Excerpts of pointing data:
====

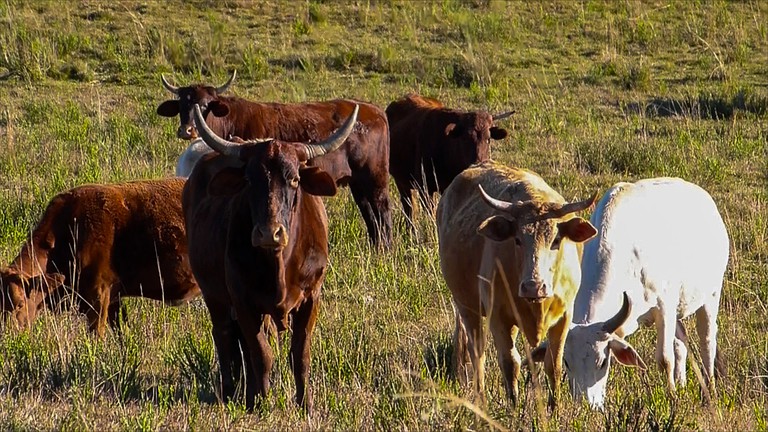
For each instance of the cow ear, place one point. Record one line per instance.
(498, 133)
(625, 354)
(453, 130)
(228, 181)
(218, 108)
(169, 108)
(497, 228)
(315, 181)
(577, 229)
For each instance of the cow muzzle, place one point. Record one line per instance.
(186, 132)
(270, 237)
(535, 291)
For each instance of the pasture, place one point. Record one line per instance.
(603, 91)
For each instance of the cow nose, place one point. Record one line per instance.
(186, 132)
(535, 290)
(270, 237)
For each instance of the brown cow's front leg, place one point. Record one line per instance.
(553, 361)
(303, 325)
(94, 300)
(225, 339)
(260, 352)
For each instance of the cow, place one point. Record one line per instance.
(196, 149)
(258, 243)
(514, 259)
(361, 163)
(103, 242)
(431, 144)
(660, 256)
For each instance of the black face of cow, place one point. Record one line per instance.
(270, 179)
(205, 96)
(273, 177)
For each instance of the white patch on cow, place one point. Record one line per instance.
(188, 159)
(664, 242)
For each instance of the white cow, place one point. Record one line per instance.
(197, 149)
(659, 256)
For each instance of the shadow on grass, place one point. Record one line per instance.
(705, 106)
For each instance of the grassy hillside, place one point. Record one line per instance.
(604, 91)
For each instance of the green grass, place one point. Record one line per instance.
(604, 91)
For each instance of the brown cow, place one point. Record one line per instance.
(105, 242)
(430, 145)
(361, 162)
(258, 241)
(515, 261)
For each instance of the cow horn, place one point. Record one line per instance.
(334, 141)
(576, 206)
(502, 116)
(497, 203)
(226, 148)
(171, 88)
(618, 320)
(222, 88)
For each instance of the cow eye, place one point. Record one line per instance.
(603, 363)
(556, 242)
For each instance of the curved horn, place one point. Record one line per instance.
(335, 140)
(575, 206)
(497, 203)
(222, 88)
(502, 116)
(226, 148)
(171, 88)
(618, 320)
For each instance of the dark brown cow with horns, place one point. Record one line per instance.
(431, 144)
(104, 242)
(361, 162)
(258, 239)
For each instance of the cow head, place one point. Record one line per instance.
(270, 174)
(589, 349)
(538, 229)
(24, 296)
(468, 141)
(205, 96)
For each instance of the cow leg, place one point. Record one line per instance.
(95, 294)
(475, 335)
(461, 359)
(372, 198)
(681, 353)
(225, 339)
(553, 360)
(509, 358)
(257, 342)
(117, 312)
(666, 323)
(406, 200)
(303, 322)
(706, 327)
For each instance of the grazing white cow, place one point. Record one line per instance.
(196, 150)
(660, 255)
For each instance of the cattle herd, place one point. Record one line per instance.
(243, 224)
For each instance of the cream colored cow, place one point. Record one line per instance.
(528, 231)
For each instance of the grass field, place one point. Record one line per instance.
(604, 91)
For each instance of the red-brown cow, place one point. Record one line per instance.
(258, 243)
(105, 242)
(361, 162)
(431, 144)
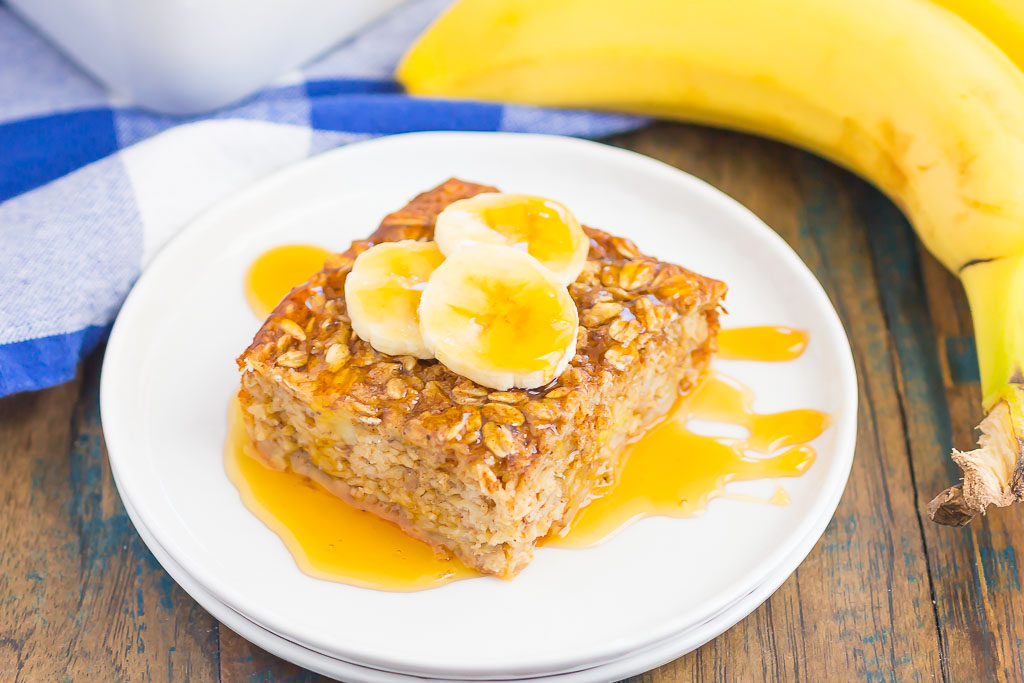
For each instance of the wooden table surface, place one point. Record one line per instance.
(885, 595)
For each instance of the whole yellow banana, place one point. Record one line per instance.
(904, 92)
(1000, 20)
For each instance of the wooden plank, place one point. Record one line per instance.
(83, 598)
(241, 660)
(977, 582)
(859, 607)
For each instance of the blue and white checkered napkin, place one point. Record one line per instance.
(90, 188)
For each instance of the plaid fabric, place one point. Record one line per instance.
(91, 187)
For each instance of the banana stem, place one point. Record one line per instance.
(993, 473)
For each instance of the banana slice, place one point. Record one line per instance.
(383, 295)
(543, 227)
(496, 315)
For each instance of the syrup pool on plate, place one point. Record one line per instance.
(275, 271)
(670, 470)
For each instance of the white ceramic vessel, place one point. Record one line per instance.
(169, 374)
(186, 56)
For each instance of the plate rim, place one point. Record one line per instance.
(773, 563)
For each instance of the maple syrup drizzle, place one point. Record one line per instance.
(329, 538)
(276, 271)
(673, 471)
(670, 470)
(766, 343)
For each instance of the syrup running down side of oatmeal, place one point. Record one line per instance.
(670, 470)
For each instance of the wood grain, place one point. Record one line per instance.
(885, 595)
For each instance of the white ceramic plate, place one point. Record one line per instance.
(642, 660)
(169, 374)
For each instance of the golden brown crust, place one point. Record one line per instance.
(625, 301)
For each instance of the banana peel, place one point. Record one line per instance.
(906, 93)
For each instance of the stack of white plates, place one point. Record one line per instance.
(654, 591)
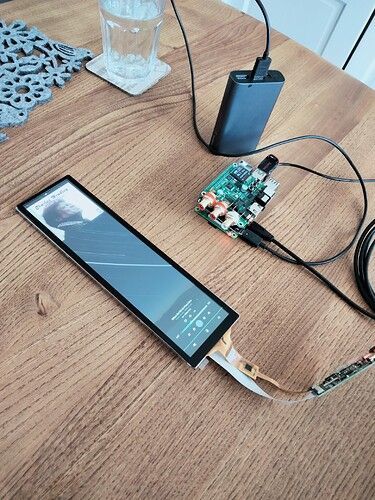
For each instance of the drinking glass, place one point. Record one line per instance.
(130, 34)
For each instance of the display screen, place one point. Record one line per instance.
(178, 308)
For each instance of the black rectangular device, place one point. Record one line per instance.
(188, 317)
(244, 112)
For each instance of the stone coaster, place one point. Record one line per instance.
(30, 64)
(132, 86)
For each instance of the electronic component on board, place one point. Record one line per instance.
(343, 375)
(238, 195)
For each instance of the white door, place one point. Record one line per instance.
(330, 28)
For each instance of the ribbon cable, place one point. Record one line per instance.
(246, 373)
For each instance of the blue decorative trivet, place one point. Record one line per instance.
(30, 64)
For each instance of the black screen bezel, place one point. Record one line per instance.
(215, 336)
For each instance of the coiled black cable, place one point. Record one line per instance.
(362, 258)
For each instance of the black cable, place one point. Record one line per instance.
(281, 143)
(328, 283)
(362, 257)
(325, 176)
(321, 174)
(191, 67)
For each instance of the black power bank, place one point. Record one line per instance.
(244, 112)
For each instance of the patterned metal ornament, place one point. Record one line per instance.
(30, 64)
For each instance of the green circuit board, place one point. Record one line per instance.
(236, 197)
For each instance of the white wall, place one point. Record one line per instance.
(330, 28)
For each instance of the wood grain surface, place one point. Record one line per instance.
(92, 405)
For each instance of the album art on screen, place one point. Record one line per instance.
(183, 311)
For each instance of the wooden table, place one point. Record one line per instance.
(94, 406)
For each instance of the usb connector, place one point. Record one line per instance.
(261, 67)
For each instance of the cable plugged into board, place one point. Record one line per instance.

====

Please rewrite all the rows above, replacing "place one point" with "mark one spot" and leaving everything else unchanged. Leave the pictures out of your answer.

For each instance of the cow ear, mark one spot. Record one line per instance.
(498, 133)
(625, 354)
(453, 130)
(228, 181)
(218, 108)
(169, 108)
(497, 228)
(315, 181)
(577, 229)
For each instance of the cow muzzle, mark one spot. Record one line per instance.
(186, 132)
(270, 237)
(535, 291)
For each instance of the pasture, mark one spot. Record one line per instance.
(603, 91)
For each instance of the cow nose, mark one spot. Record one line per instance.
(186, 132)
(535, 290)
(270, 237)
For each instance of the brown cow's front leg, mark one spot. Record one line per instance.
(553, 361)
(303, 325)
(94, 300)
(225, 339)
(260, 352)
For each instance of the cow, mark one spot. Record one line per instance.
(196, 149)
(258, 243)
(514, 259)
(361, 163)
(103, 242)
(431, 144)
(660, 256)
For each instance of the black face of cow, mark one spot. Record one line per instance.
(270, 179)
(205, 96)
(273, 177)
For each instance of the white patch on cow, mark one spot. Record one line per instance.
(188, 159)
(664, 242)
For each instance of the white cow, mark one spot. Record one line per instance.
(197, 149)
(659, 256)
For each instance of the shadow on grass, mark one spot. Record one line per instance.
(705, 106)
For each instance of the grassy hillside, mark one spot. Record one line per instance.
(604, 91)
For each instance of the green grass, mark one spot. Record one line per instance.
(604, 91)
For each instance of the brown cow, mark one spot. Record one line per instance.
(105, 242)
(430, 145)
(361, 162)
(258, 241)
(515, 261)
For each instance of the cow horn, mark one spot. Record one line per instance.
(334, 141)
(576, 206)
(502, 116)
(497, 203)
(226, 148)
(171, 88)
(618, 320)
(222, 88)
For each instance of the cow eye, mark one spot. Record one line per instance.
(603, 363)
(556, 242)
For each instance of the curved horn, mark one spot. Record one line per instance.
(335, 140)
(575, 206)
(497, 203)
(222, 88)
(502, 116)
(226, 148)
(171, 88)
(618, 320)
For each instance of the dark brown cow with horns, mark one spot. Record one line per instance.
(431, 144)
(104, 242)
(361, 162)
(258, 239)
For each instance of the cow head, mark one spot. Record one line per instance.
(270, 174)
(589, 349)
(538, 229)
(24, 296)
(468, 141)
(205, 96)
For each instance of the cow leg, mark one spot. Record one line per instance.
(95, 294)
(475, 335)
(461, 359)
(372, 198)
(681, 353)
(225, 339)
(553, 360)
(509, 358)
(257, 342)
(117, 312)
(666, 323)
(406, 200)
(303, 322)
(706, 327)
For each instance of the grazing white cow, mark one spot. Record one line per instance.
(196, 150)
(660, 255)
For each instance of the cattle herd, mark one spot. Record one line per instance.
(243, 224)
For each instance of the cream colored cow, mark one spot. Record one line per instance.
(528, 231)
For each instance of the grass field, mark one spot. Record one line per instance.
(604, 91)
For each instance of the red-brown cow, mark one spot. Record one line per instance.
(258, 243)
(105, 242)
(361, 162)
(431, 144)
For each instance of the wooden table surface, mark one spot. Record one line per instance.
(885, 595)
For each instance of the whole yellow banana, mark one spot. Record one line per instance.
(904, 92)
(1000, 20)
For each instance of the wooden plank, mark one spot. Record one line per instance.
(83, 598)
(241, 660)
(977, 582)
(859, 607)
For each instance of the blue and white checkered napkin, mark one spot. Record one line per instance.
(90, 188)
For each instance of the plaid fabric, mark one spot. Record one line per instance.
(91, 187)
For each instance of the banana stem, mark one spot. Record one line per instance.
(993, 473)
For each instance of the banana slice, mark one spot. Record one line per instance.
(383, 295)
(543, 227)
(496, 315)
For each instance of the syrup pool on plate, mark one spot. Record one line per instance.
(275, 271)
(670, 470)
For each instance of the white ceramic vessel, mark one spot. Record one line per instance.
(169, 374)
(186, 56)
For each instance of the plate rim, mark one spot. Record one line per instance.
(773, 563)
For each instance of the maple syrup drizzle, mark one spot. Record one line per instance.
(329, 538)
(276, 271)
(673, 471)
(670, 470)
(766, 343)
For each instance of the syrup running down side of oatmeal, mark one spot. Record one line per instance.
(670, 470)
For each instance of the wood grain, mark one spot. Record one line per instance.
(885, 595)
For each instance of the white ceramic plate, mark one spot. Record one line per instance.
(642, 660)
(169, 374)
For each instance of the golden brown crust, mark one spot. Record one line per instance.
(625, 301)
For each instance of the banana peel, mark one spot. Record one line per instance.
(906, 93)
For each instance of the stack of white plates, mark one spot. Record one line per instance.
(654, 591)
For each instance of the drinking glass, mark one spot. Record one line per instance.
(130, 34)
For each instance of the display screen, mark one spot. Record one line per instance.
(178, 308)
For each instance of the black rectangular device, mark one spot. Record one line per instance.
(188, 317)
(244, 112)
For each instance of the stone coaster, mark one spot. Record one line per instance.
(30, 64)
(132, 86)
For each instance of the electronic component on board, mark one spot. Record one line per instance.
(343, 375)
(238, 195)
For each instance of the white door, mark one spot. Record one line per instance.
(330, 28)
For each instance of the ribbon cable, mark one spot. Record one line per instance.
(246, 373)
For each instance of the blue decorative trivet, mark one spot. Record one line per instance.
(30, 64)
For each instance of the black screen bezel, mark one spot. Record one line per instance.
(215, 336)
For each instance of the coiled black cable, mark one spot. Record one line per instance.
(362, 258)
For each instance of the black cable, mark one spot. Record one line per instance.
(281, 143)
(328, 283)
(362, 257)
(325, 176)
(321, 174)
(191, 67)
For each instance of the black power bank, mark one spot. Record one line per instance.
(244, 112)
For each instance of the patterned metal ornament, mark one spot. Record one line per instance.
(30, 64)
For each instance of the green circuit board, mark one spot. Record one line per instance.
(236, 197)
For each instance of the white wall, mark one spot. Record one line per instance.
(330, 28)
For each instance of the wood grain surface, mark one spot. Record one line per instance.
(92, 405)
For each instance of the album art on screen, mark one spot. Record one line per instance.
(183, 311)
For each instance of the wooden table, mark one spot. Record one line per instance.
(94, 406)
For each instance of the usb connector, mark one spot. Record one line per instance.
(261, 67)
For each instance of the cable plugged into board, mark one spot. Record one line per instance.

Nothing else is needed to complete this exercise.